Extracted text >>

--

Suppose one wanted to build a tree at random. Let the first insertion at step $i = 1$ be the root node. From here, nodes are inserted into the tree at random one at a time. How would one go about calculating the expected number of nodes $E(d)$ at depth $d$ after $i$ insertions?

For example, At $i = 1$, it's just the root node, so $E(0) = 1$ and all other depths will have zero nodes. At $i = 2$, $E(0) = 1$ and $E(1) = 1$ as the inserted node has to be at depth 1 from the root. At $i = 3$, the next node may either be attached to the root node or the existing node at depth one, so the tree may either look like:


*
/ \



Or:


*
/
*
/
*


Depending on what happend at $i = 3$, at $i = 4$ there's either a $2/3$ chance of the new node attaching at depth 2 and $1/3$ attaching at depth 1, or an even $1/3$ probability of the new node attaching at the root, the node at depth 1 or the node at depth 2. Keeping random insertion in mind (not a binary or balanced tree in any way), how would one go about calculating the expected number of nodes at depth $d$ after $i$ insertions?

Solution

Let $X_{d,t}$ denote the expected number of nodes at level $d$ and time $t$, and let $p_{d,t}$ be the probability that at time $t$, a node is added at level $d$. Our indexing is such that $p_{0,0} = X_{0,t} = 1$. Clearly
$$ X_{d,t} = \sum_{s=0}^t p_{d,t}. $$
Suppose that at time $t-1$, the number of leaves at depth $d-1$ is $X$. Then the probability that at time $t$ a leaf is added at depth $d$ is $X/t$. The expectation of this across the first $t-1$ steps is exactly $X_{d-1,t-1}$, and so
$$ p_{d,t} = \frac{X_{d-1,t-1}}{t}. $$
Therefore
$$ X_{d,t} = \sum_{s=1}^t \frac{X_{d-1,s-1}}{s}. $$
What does this look like? Let's use generating functions:
$$ P_d(z) = \sum_{t=0}^\infty X_{d,t} z^t = \sum_{t=0}^\infty \sum_{s=1}^t \frac{X_{d-1,s-1}}{s} z^t = \sum_{s=1}^\infty \frac{X_{d-1,s-1}}{s} \sum_{t=s}^\infty z^t = \sum_{s=1}^\infty \frac{X_{d-1,s-1}}{s} \frac{z^s}{1-z}. $$
Notice that
$$
\int_0^z P_{d-1}(w) dw = \sum_{s=1}^\infty X_{d-1,s-1} \int_0^z w^{s-1} dw = \sum_{s=1}^\infty X_{d-1,s-1} \frac{w^s}{s}.

--

Entries provided >>
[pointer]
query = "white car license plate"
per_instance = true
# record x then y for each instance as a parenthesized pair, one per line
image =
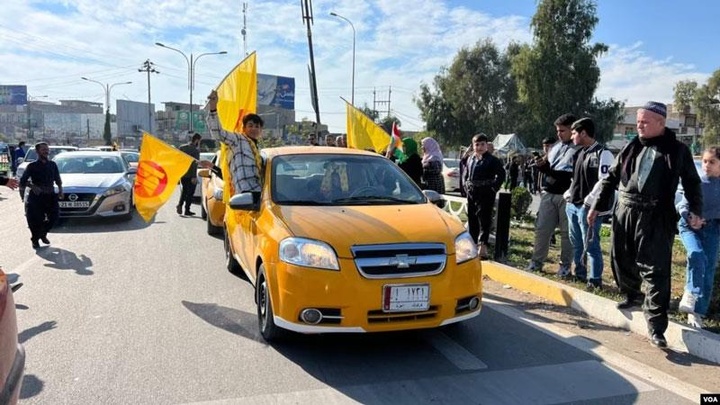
(406, 297)
(74, 204)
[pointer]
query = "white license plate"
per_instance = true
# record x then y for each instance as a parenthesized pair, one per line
(74, 204)
(406, 297)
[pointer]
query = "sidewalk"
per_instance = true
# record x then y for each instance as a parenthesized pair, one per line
(680, 337)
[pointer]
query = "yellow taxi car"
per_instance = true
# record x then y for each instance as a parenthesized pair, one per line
(212, 208)
(342, 240)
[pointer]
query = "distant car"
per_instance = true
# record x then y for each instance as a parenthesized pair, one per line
(212, 207)
(31, 156)
(12, 354)
(203, 156)
(451, 174)
(95, 184)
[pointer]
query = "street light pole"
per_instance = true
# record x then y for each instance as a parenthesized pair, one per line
(352, 96)
(191, 73)
(107, 87)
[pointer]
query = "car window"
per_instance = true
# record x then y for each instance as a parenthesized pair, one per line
(329, 179)
(89, 164)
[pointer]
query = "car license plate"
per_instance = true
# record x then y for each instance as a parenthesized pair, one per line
(74, 204)
(406, 297)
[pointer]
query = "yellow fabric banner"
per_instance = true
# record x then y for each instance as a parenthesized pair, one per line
(363, 133)
(237, 97)
(159, 170)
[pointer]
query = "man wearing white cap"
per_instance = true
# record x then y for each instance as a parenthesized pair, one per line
(646, 173)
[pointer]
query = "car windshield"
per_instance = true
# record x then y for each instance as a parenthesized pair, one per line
(329, 179)
(31, 154)
(72, 163)
(131, 157)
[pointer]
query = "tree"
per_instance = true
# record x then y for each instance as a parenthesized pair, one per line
(107, 136)
(707, 102)
(558, 73)
(475, 94)
(684, 94)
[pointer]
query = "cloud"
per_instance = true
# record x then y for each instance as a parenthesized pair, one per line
(50, 45)
(629, 74)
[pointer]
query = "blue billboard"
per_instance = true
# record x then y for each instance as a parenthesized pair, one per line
(13, 95)
(276, 91)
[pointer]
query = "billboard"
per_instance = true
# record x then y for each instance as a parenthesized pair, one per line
(13, 95)
(276, 91)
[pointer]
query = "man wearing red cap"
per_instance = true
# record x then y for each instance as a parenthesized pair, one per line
(646, 173)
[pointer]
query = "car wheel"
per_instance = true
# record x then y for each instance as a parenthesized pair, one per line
(232, 265)
(266, 322)
(212, 229)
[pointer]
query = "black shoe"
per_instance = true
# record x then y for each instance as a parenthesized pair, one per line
(658, 340)
(630, 301)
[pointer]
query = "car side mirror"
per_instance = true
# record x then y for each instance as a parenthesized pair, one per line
(243, 201)
(435, 198)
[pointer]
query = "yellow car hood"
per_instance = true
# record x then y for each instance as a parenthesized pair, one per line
(346, 226)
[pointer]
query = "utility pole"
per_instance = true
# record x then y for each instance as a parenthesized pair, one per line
(149, 68)
(308, 21)
(244, 30)
(376, 102)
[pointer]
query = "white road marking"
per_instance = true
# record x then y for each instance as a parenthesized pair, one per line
(455, 353)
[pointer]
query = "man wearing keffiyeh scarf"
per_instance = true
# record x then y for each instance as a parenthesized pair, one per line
(646, 173)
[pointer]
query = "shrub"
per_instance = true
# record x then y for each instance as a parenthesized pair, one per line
(520, 203)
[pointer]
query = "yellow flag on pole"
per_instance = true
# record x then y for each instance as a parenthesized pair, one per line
(237, 97)
(159, 170)
(363, 133)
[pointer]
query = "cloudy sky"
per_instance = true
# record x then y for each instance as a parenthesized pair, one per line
(49, 45)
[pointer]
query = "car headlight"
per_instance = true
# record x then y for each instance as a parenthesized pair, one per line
(116, 190)
(309, 253)
(465, 248)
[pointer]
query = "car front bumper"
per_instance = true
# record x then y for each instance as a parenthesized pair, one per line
(351, 303)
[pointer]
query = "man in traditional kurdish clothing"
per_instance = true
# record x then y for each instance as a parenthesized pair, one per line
(245, 160)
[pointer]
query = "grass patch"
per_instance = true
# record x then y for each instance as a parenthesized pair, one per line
(522, 238)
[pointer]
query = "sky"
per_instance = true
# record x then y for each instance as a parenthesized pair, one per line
(399, 45)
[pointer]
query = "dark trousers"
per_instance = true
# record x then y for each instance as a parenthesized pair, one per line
(186, 194)
(642, 250)
(41, 212)
(480, 206)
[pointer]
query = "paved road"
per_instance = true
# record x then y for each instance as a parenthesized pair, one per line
(127, 312)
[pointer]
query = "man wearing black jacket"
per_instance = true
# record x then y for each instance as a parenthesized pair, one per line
(646, 173)
(482, 179)
(557, 170)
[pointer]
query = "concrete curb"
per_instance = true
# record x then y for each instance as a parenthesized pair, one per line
(700, 343)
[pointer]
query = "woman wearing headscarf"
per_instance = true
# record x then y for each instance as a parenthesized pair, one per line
(432, 162)
(410, 161)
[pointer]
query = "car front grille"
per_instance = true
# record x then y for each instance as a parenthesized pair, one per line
(378, 316)
(400, 259)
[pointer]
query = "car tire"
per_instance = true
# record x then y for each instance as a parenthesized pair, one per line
(232, 265)
(266, 322)
(212, 229)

--

Given exercise A >>
Copy the passage on expected node counts in random trees from "Suppose one wanted" to "nodes $E(d)$ at depth $d$ after $i$ insertions?".
Given exercise B >>
Write the next part of the passage on expected node counts in random trees, picking up after its final line.

Exercise result A >>
Suppose one wanted to build a tree at random. Let the first insertion at step $i = 1$ be the root node. From here, nodes are inserted into the tree at random one at a time. How would one go about calculating the expected number of nodes $E(d)$ at depth $d$ after $i$ insertions?

Exercise result B >>
$$
Therefore
$$
P_d(z) = \frac{1}{1-z} \int_0^z P_{d-1}(w) dw, \quad P_0(z) = \frac{1}{1-z}.
$$
We can calculate
$$
\begin{align*}
P_0(z) &= \frac{1}{1-z} \\
P_1(z) &= \frac{-\log (1-z)}{1-z} \\
P_2(z) &= \frac{1}{2} \frac{\log^2(1-z)}{1-z} \\
P_3(z) &= \frac{1}{6} \frac{-\log^3(1-z)}{1-z}
\end{align*}
$$
A pattern becomes apparent, and is easy to prove by induction:
$$ P_d(z) = \frac{1}{d!} \frac{\log^d (1-z)^{-1}}{1-z}. $$
We can pack all this data into a bivariate generating function:
$$ P(z,w) = \sum_{d \geq 0} X_{d,t} z^t w^d = \frac{\exp (w\log (1-z)^{-1})}{1-z} = (1-z)^{-w-1}.$$
In principle, we can compute $X_{d,t}$ asymptotically from the generating functions; but it is easier to do this directly:
$$
\begin{align*}
X_{0,t} &= 1 \\
X_{1,t} &= \sum_{s=1}^t \frac{1}{s} = \log t + O(1) \\
X_{2,t} &= \sum_{s=1}^t \frac{\log s + O(1)}{s} = \int_1^t \frac{\log s + O(1)}{s} ds + O\left(\frac{\log t}{t}\right) = \frac{\log^2 t}{2} + O(\log t) \\
X_{3,t} &= \sum_{s=1}^t \frac{\log^2 s + O(\log s)}{2s} = \int_1^t \frac{\log^2 s + O(\log s)}{2s} ds + O\left(\frac{\log^2 t}{t}\right) = \frac{\log^3 t}{6} + O(\log^2 t)
\end{align*}
$$
Generalizing, we get
$$X_{d,t} = \frac{1}{d!} \log^d t + O(\log^{d-1} t).$$
With more work, it is possible to obtain lower order terms as well, indeed a polynomial in $\log t$ followed by a Laurent series.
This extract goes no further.